____ INPUT MATERIAL

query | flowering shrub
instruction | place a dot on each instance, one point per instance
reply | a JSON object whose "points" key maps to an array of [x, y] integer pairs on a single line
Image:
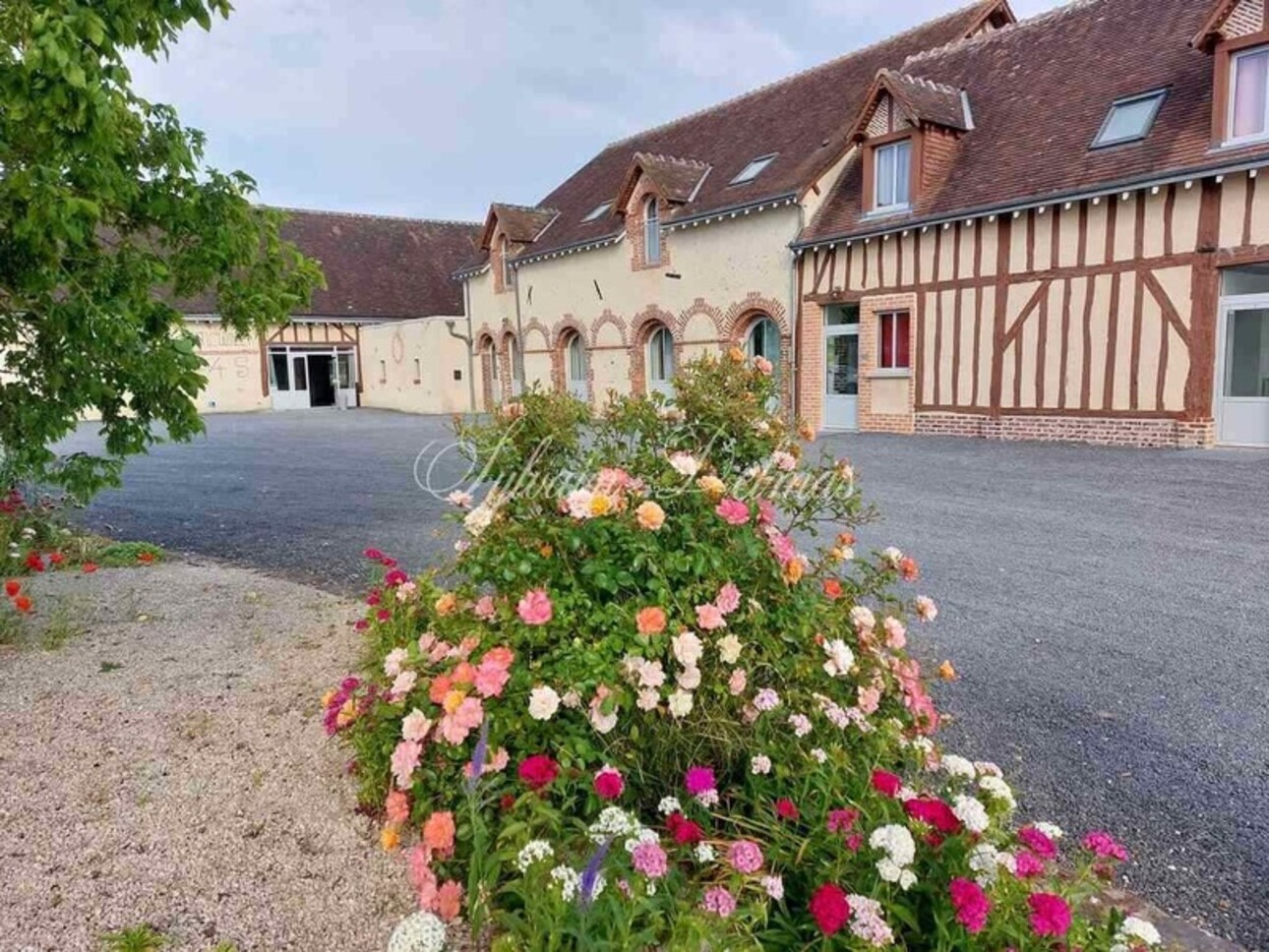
{"points": [[650, 707]]}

________

◆ EXERCISE REQUIREMENTS:
Can you reproduce all of the records with "instance" swapped for "occurrence" throughout, everything else left as is and the pictures omitted?

◆ TASK ANSWER:
query | flowering shrub
instruction | place a dot on each occurrence, one point per occurrence
reply | a JSON object whose "points" key maps to an array of [x, y] integer pairs on a single line
Image:
{"points": [[650, 707]]}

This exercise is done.